[PROMPT] Every line of the records below should be restated exactly.

[DATA TO PROCESS]
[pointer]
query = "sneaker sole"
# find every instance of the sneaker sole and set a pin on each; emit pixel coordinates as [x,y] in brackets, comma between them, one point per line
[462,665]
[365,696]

[REPLY]
[pointer]
query = "sneaker sole"
# find every instance of the sneaker sole and set a pin on each; emit pixel coordinates as [x,y] in brackets, comma between them, one point per line
[462,665]
[365,696]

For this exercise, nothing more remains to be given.